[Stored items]
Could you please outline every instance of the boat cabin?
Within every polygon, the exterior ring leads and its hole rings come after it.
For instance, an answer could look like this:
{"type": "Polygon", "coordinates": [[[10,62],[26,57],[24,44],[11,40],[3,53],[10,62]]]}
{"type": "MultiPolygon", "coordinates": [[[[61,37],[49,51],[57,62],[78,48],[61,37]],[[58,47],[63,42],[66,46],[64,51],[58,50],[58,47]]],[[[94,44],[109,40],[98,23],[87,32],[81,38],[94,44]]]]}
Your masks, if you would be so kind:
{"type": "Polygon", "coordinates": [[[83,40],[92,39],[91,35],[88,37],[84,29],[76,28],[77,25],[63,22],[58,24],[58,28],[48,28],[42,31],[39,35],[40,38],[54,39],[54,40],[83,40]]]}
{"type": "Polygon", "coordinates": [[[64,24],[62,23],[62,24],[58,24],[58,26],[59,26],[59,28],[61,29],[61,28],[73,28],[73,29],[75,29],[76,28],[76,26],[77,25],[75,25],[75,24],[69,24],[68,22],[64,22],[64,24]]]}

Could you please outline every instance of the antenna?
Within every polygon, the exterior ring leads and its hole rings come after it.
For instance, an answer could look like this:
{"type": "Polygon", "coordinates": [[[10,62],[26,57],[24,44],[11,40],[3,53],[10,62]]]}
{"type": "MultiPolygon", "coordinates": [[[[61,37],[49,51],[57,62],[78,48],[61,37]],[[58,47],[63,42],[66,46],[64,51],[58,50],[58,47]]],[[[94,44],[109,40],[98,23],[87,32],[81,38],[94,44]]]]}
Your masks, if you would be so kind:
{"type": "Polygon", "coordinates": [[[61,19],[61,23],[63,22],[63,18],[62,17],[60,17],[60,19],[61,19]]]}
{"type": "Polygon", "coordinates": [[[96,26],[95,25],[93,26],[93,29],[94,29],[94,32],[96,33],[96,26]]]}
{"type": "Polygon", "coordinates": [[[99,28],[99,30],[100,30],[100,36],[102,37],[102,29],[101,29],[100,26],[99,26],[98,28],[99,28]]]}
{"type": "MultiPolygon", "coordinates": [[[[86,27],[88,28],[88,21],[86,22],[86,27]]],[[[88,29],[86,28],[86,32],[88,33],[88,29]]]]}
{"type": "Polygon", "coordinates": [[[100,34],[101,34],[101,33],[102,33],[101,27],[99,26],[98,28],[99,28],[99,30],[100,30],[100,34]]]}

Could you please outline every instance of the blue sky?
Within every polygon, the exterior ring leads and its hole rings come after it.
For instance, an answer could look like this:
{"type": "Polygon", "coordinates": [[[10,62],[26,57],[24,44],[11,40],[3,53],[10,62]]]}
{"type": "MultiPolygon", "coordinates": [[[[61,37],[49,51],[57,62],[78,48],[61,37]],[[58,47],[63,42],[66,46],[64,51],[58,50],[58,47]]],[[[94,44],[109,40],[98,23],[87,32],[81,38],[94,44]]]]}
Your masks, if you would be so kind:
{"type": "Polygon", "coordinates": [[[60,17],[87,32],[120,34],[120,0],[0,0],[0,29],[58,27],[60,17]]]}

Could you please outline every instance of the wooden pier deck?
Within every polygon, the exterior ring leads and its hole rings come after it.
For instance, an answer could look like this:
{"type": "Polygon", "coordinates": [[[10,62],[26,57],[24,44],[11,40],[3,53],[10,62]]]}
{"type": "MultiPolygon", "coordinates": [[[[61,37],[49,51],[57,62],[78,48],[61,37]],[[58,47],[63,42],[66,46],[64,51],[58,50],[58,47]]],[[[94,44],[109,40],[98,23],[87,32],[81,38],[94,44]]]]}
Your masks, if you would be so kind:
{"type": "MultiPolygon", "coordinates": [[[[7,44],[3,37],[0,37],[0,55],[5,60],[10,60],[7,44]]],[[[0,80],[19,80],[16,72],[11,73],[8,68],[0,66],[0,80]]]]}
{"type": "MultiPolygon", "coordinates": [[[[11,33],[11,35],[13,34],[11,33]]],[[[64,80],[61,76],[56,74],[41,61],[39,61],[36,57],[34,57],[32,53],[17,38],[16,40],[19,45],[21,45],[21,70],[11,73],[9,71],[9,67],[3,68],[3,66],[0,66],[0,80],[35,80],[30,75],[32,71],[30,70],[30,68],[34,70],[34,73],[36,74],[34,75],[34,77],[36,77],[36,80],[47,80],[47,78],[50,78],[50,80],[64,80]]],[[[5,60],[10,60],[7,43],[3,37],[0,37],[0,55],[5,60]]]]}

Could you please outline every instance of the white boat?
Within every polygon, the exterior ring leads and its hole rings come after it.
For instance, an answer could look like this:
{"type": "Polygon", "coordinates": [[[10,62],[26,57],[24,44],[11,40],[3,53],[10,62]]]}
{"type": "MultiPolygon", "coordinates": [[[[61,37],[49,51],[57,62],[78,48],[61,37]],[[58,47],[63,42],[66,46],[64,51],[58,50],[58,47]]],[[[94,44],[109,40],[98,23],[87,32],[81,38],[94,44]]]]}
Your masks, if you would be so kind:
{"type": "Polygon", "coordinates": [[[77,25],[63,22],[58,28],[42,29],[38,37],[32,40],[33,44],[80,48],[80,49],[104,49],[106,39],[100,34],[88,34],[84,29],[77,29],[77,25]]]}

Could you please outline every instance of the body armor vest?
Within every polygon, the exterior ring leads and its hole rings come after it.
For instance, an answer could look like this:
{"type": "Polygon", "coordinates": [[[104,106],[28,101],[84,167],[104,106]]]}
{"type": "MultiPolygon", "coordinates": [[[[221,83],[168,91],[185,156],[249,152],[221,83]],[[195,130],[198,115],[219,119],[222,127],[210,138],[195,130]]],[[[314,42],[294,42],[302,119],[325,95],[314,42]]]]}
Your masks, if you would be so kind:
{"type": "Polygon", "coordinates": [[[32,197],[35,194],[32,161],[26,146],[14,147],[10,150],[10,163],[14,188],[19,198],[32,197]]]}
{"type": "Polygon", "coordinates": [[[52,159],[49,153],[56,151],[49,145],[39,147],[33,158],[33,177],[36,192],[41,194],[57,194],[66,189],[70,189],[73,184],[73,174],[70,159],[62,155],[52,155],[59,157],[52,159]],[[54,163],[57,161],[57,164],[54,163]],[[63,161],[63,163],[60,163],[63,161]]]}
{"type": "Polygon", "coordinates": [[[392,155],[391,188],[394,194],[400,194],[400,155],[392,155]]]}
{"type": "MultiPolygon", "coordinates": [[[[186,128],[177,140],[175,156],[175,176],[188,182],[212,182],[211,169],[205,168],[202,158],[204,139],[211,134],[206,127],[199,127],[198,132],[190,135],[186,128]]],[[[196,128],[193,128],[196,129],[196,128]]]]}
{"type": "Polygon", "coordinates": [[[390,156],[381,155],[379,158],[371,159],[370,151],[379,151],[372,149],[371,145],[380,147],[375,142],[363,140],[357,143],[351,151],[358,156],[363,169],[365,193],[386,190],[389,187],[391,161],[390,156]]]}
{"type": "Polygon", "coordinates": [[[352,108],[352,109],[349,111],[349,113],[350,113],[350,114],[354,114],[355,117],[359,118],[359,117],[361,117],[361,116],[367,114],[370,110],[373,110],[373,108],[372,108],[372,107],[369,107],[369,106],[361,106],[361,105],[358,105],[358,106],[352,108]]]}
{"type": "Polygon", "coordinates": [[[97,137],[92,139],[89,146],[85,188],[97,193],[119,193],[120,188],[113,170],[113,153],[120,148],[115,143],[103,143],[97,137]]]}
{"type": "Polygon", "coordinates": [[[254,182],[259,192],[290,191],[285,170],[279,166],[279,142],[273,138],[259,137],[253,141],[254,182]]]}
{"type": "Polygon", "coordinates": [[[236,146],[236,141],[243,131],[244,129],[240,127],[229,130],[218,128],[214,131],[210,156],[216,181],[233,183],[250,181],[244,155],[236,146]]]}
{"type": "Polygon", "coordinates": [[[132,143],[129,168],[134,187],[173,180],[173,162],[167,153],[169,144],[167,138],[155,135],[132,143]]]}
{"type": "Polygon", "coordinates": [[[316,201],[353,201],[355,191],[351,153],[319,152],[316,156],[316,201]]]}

_Exercise details_.
A complete answer gives every line of the records holding "please".

_The completed task_.
Could you please outline every instance of the boat cabin?
Could you please outline every instance of the antenna?
Could you please outline every instance of the blue sky?
Could you please outline every instance of the wooden pier deck?
Could you please outline every instance of the white boat?
Could you please outline every instance of the body armor vest?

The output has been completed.